Set down the first line below and each line after it, ending with the one that holds "6L0 58L1 63H5L11". Pictures do not belong in the copy.

(Saved entries)
══════════
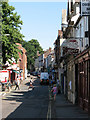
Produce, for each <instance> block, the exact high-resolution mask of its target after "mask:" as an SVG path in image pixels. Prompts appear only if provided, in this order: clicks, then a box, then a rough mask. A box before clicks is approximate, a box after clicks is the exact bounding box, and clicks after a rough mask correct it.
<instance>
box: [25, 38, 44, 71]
mask: <svg viewBox="0 0 90 120" xmlns="http://www.w3.org/2000/svg"><path fill="white" fill-rule="evenodd" d="M23 47H24V48H25V49H26V50H27V62H28V66H27V68H28V70H29V71H33V70H34V63H35V59H36V58H37V57H38V56H37V51H39V53H40V54H42V53H43V49H42V47H41V46H40V44H39V42H38V41H37V40H35V39H32V40H30V41H28V42H26V41H24V42H23ZM30 67H31V68H30Z"/></svg>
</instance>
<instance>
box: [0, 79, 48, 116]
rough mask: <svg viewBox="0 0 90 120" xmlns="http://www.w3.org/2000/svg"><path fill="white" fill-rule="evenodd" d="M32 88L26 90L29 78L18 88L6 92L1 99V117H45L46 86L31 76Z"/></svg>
mask: <svg viewBox="0 0 90 120" xmlns="http://www.w3.org/2000/svg"><path fill="white" fill-rule="evenodd" d="M33 84H34V86H35V88H34V90H32V89H30V90H28V86H29V79H28V80H25V81H24V82H23V83H22V85H21V86H20V90H16V91H15V90H14V91H12V92H11V93H7V94H6V95H5V96H4V97H3V100H2V117H3V118H46V117H47V111H48V98H49V97H48V86H41V85H40V84H39V80H38V79H37V78H33Z"/></svg>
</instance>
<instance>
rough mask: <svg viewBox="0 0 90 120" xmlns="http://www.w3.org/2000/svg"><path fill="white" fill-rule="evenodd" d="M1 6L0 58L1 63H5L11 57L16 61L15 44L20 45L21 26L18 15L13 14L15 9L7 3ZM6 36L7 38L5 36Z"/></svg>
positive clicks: (16, 47) (21, 42)
mask: <svg viewBox="0 0 90 120" xmlns="http://www.w3.org/2000/svg"><path fill="white" fill-rule="evenodd" d="M0 4H1V6H2V57H3V63H6V61H8V60H9V59H11V58H12V57H14V58H15V60H16V61H17V59H18V48H17V45H16V44H15V43H17V42H18V43H22V41H23V37H24V36H23V35H22V34H21V33H20V30H21V25H22V24H23V22H22V20H20V15H17V12H14V10H15V8H14V7H13V6H10V5H9V4H8V2H1V3H0ZM7 35H8V36H7Z"/></svg>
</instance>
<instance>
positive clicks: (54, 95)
mask: <svg viewBox="0 0 90 120" xmlns="http://www.w3.org/2000/svg"><path fill="white" fill-rule="evenodd" d="M51 92H53V95H54V101H55V100H56V94H57V86H56V84H54V86H53V88H52V90H51Z"/></svg>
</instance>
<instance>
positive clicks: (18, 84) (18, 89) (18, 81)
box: [15, 76, 20, 90]
mask: <svg viewBox="0 0 90 120" xmlns="http://www.w3.org/2000/svg"><path fill="white" fill-rule="evenodd" d="M19 84H20V81H19V78H18V76H17V81H16V80H15V85H16V88H15V90H16V89H17V87H18V90H20V88H19Z"/></svg>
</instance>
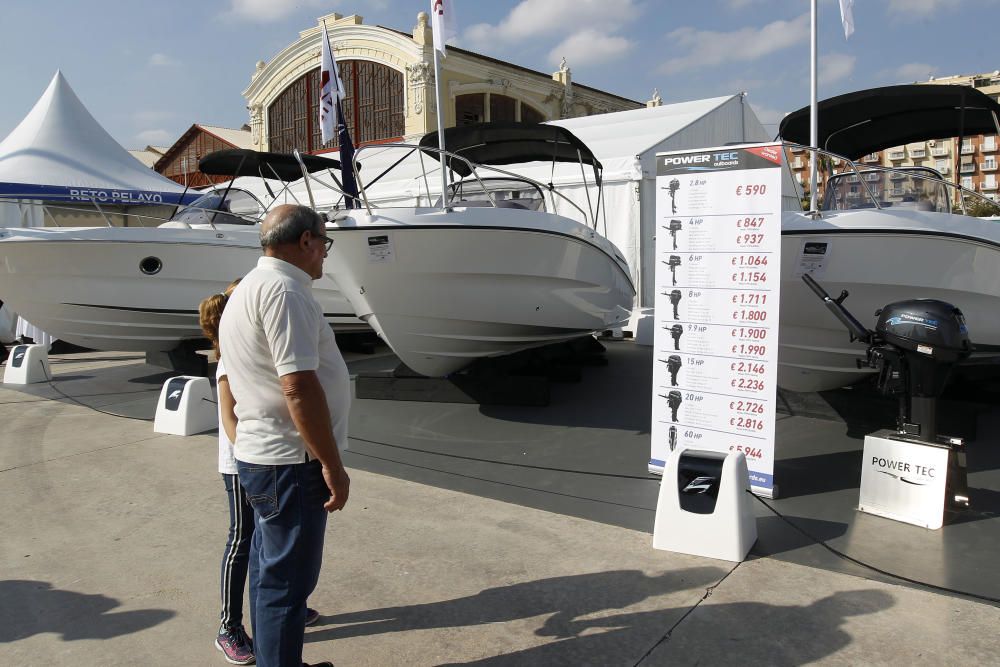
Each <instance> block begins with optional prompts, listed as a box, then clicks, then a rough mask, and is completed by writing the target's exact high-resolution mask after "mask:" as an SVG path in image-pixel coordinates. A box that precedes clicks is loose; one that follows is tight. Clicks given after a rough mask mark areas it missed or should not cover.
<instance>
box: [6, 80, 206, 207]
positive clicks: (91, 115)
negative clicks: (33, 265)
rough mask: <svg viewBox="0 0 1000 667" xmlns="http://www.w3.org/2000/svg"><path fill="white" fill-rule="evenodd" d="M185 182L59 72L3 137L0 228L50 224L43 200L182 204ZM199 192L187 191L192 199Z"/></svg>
mask: <svg viewBox="0 0 1000 667" xmlns="http://www.w3.org/2000/svg"><path fill="white" fill-rule="evenodd" d="M183 190H184V188H183V186H181V185H179V184H178V183H175V182H174V181H171V180H170V179H168V178H166V177H164V176H162V175H160V174H158V173H156V172H155V171H153V170H152V169H149V168H148V167H146V166H145V165H143V164H142V163H141V162H139V161H138V160H136V159H135V158H134V157H132V156H131V155H130V154H129V153H128V151H126V150H125V149H124V148H122V147H121V146H120V145H119V144H118V142H116V141H115V140H114V139H113V138H112V137H111V135H110V134H108V133H107V131H106V130H105V129H104V128H103V127H101V125H100V123H98V122H97V120H95V119H94V117H93V116H92V115H91V114H90V112H89V111H87V108H86V107H85V106H84V105H83V103H82V102H81V101H80V98H78V97H77V96H76V93H74V92H73V89H72V88H71V87H70V85H69V83H67V81H66V79H65V77H64V76H63V75H62V72H60V71H57V72H56V73H55V76H53V77H52V81H51V82H50V83H49V85H48V88H46V90H45V92H44V93H43V94H42V96H41V97H40V98H39V100H38V102H36V103H35V106H34V107H33V108H32V109H31V111H30V112H28V115H27V116H25V117H24V119H23V120H22V121H21V123H20V124H19V125H18V126H17V127H16V128H14V130H13V131H12V132H11V133H10V134H9V135H8V136H7V138H5V139H4V140H3V142H0V226H6V227H10V226H14V227H20V226H40V225H43V224H45V220H44V218H43V215H44V213H43V211H44V209H43V207H42V206H40V205H39V204H41V203H59V204H61V205H62V206H66V207H72V206H79V207H80V208H82V209H86V208H87V207H91V206H92V204H93V203H94V202H97V204H98V205H100V206H106V207H113V209H112V210H115V211H117V212H123V209H127V208H129V207H132V208H134V207H136V206H143V207H147V206H149V205H151V204H156V205H169V204H176V203H178V202H179V201H180V199H181V198H182V193H183ZM193 198H194V195H186V196H184V199H185V200H189V199H193Z"/></svg>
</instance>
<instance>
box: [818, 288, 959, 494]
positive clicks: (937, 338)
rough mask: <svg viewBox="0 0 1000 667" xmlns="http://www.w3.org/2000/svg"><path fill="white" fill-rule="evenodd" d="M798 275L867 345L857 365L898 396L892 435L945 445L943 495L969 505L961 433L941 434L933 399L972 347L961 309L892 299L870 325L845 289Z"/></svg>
mask: <svg viewBox="0 0 1000 667" xmlns="http://www.w3.org/2000/svg"><path fill="white" fill-rule="evenodd" d="M802 280H803V281H805V283H806V284H807V285H809V287H810V288H811V289H812V290H813V292H815V293H816V295H817V296H819V298H820V299H822V300H823V303H824V304H825V305H826V307H827V308H828V309H830V311H831V312H833V314H834V315H835V316H836V317H837V319H839V320H840V321H841V323H843V324H844V326H845V327H847V330H848V331H849V332H850V336H851V340H852V341H853V340H859V341H861V342H862V343H866V344H867V345H868V350H867V353H866V358H865V359H859V360H858V367H859V368H861V367H863V366H868V367H870V368H874V369H876V370H877V371H878V378H877V383H878V387H879V389H880V390H881V391H882V392H883V393H885V394H888V395H892V396H898V397H899V412H898V414H897V418H896V435H895V436H894V437H896V438H900V439H903V440H910V441H916V442H921V443H928V444H933V445H938V446H941V445H943V444H947V445H949V446H950V452H949V457H948V481H947V485H946V494H947V496H946V497H947V500H948V503H949V505H951V506H952V507H953V508H963V507H968V505H969V493H968V484H967V481H966V470H965V444H964V443H963V442H962V440H961V439H960V438H950V437H949V438H942V437H941V436H940V435H939V434H938V430H937V399H938V398H939V397H940V396H941V394H942V393H943V392H944V388H945V385H946V384H947V382H948V376H949V375H950V374H951V371H952V369H953V368H954V366H955V364H957V363H958V362H959V361H961V360H963V359H966V358H967V357H968V356H969V355H970V354H971V353H972V344H971V342H970V341H969V332H968V329H967V327H966V326H965V316H964V315H963V314H962V311H961V310H959V309H958V308H957V307H955V306H953V305H951V304H949V303H945V302H943V301H937V300H935V299H910V300H908V301H897V302H895V303H890V304H889V305H887V306H884V307H883V308H881V309H879V311H878V312H876V316H877V317H878V320H877V321H876V323H875V330H874V331H872V330H870V329H867V328H866V327H865V326H864V325H862V324H861V323H860V322H858V321H857V319H855V318H854V316H853V315H851V313H850V312H848V311H847V309H846V308H845V307H844V306H843V301H844V300H845V299H846V298H847V296H848V293H847V291H846V290H845V291H843V292H841V294H840V297H838V298H837V299H833V298H831V297H830V295H829V294H827V293H826V291H825V290H824V289H823V288H822V287H821V286H820V285H819V284H818V283H817V282H816V281H815V280H813V279H812V277H811V276H809V275H804V276H802Z"/></svg>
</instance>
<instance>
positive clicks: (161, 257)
mask: <svg viewBox="0 0 1000 667" xmlns="http://www.w3.org/2000/svg"><path fill="white" fill-rule="evenodd" d="M227 227H230V228H224V227H223V226H219V227H218V229H211V228H207V229H190V228H126V229H122V228H89V229H86V228H82V229H65V228H64V229H18V230H6V231H5V233H4V235H3V237H2V238H0V299H2V300H3V301H4V302H5V303H6V304H7V305H8V306H9V307H10V308H11V309H12V310H13V311H14V312H16V313H18V314H19V315H21V316H22V317H24V318H25V319H26V320H28V321H29V322H31V323H32V324H33V325H35V326H37V327H38V328H40V329H42V330H43V331H46V332H47V333H50V334H51V335H53V336H54V337H56V338H59V339H61V340H65V341H67V342H70V343H73V344H75V345H80V346H83V347H88V348H93V349H97V350H121V351H139V352H156V351H169V350H172V349H174V348H175V347H177V346H178V345H179V344H180V343H181V342H183V341H185V340H190V339H199V338H202V337H203V335H202V333H201V328H200V326H199V324H198V304H199V302H200V301H201V300H202V299H204V298H205V297H206V296H208V295H210V294H213V293H216V292H221V291H222V290H224V289H225V288H226V286H227V285H228V284H229V283H230V282H231V281H232V280H234V279H235V278H238V277H240V276H243V275H245V274H246V273H247V272H248V271H249V270H250V269H252V268H253V267H254V266H255V265H256V262H257V258H258V257H260V245H259V241H258V232H257V230H256V228H240V227H236V226H227ZM234 227H235V228H234ZM147 258H156V259H157V260H158V261H159V263H160V265H161V268H160V270H159V271H157V272H155V273H152V274H149V273H144V272H143V271H142V269H141V263H142V262H143V260H144V259H147ZM147 268H149V267H148V266H147ZM314 289H315V294H316V297H317V299H318V300H319V301H320V303H321V304H322V305H323V312H324V313H325V314H326V315H327V320H328V321H329V322H330V323H331V325H333V326H334V328H335V329H339V330H342V331H346V330H368V327H367V325H365V324H364V323H363V322H362V321H361V320H359V319H358V318H357V317H355V316H354V314H353V311H352V310H351V307H350V304H349V303H348V302H347V300H346V299H344V298H343V296H342V295H341V294H340V292H339V290H338V289H337V287H336V285H335V284H334V283H333V281H332V280H330V279H329V278H326V277H324V278H323V279H322V280H319V281H317V282H316V283H315V287H314Z"/></svg>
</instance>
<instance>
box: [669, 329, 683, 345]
mask: <svg viewBox="0 0 1000 667" xmlns="http://www.w3.org/2000/svg"><path fill="white" fill-rule="evenodd" d="M683 333H684V325H683V324H675V325H674V326H672V327H670V337H671V338H673V339H674V349H675V350H680V349H681V335H682V334H683Z"/></svg>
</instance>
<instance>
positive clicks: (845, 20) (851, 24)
mask: <svg viewBox="0 0 1000 667" xmlns="http://www.w3.org/2000/svg"><path fill="white" fill-rule="evenodd" d="M840 22H841V23H843V24H844V39H850V38H851V35H853V34H854V0H840Z"/></svg>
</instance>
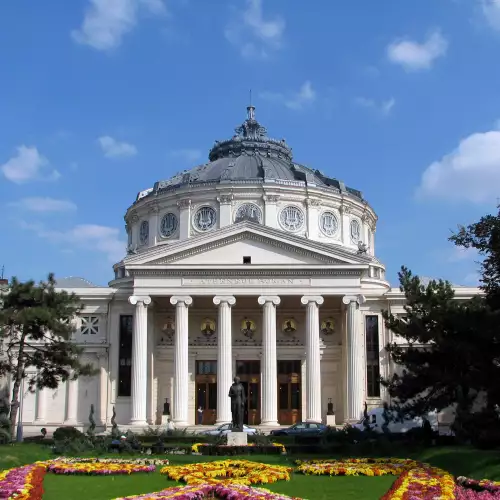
══════════
## [RESULT]
Produce, for each <instance> block, the exact high-resolution mask of its target after "mask:" as an SVG path in image pixels. Prompts appear only if provided, in this order: clicks, then a box, then a rough mask. A box before clicks is approximate, a box after clicks is the exact bounding box, and clicks after a rough mask correct it.
<instance>
box: [25, 38, 44, 71]
mask: <svg viewBox="0 0 90 120" xmlns="http://www.w3.org/2000/svg"><path fill="white" fill-rule="evenodd" d="M23 47H24V48H25V49H26V50H27V62H28V66H27V68H28V70H29V71H33V70H34V63H35V59H36V58H37V57H38V56H37V51H39V53H40V54H42V53H43V49H42V47H41V46H40V44H39V42H38V41H37V40H35V39H32V40H30V41H28V42H26V41H24V42H23ZM30 67H31V68H30Z"/></svg>
</instance>
<instance>
box: [0, 79, 48, 116]
rough mask: <svg viewBox="0 0 90 120" xmlns="http://www.w3.org/2000/svg"><path fill="white" fill-rule="evenodd" d="M32 88L26 90L29 78L18 88L6 92L1 99V117H45L46 86L31 76Z"/></svg>
mask: <svg viewBox="0 0 90 120" xmlns="http://www.w3.org/2000/svg"><path fill="white" fill-rule="evenodd" d="M33 84H34V86H35V88H34V90H32V89H30V90H28V86H29V79H28V80H25V81H24V82H23V83H22V85H21V86H20V90H16V91H15V90H14V91H12V92H11V93H7V94H6V95H5V96H4V97H3V100H2V117H3V118H46V117H47V111H48V98H49V97H48V86H41V85H40V84H39V80H38V79H37V78H33Z"/></svg>
</instance>
<instance>
rough mask: <svg viewBox="0 0 90 120" xmlns="http://www.w3.org/2000/svg"><path fill="white" fill-rule="evenodd" d="M1 6L0 58L1 63H5L11 57L16 61L15 44L20 45L21 26L18 15L13 14L15 9L7 3ZM6 36L7 38L5 36Z"/></svg>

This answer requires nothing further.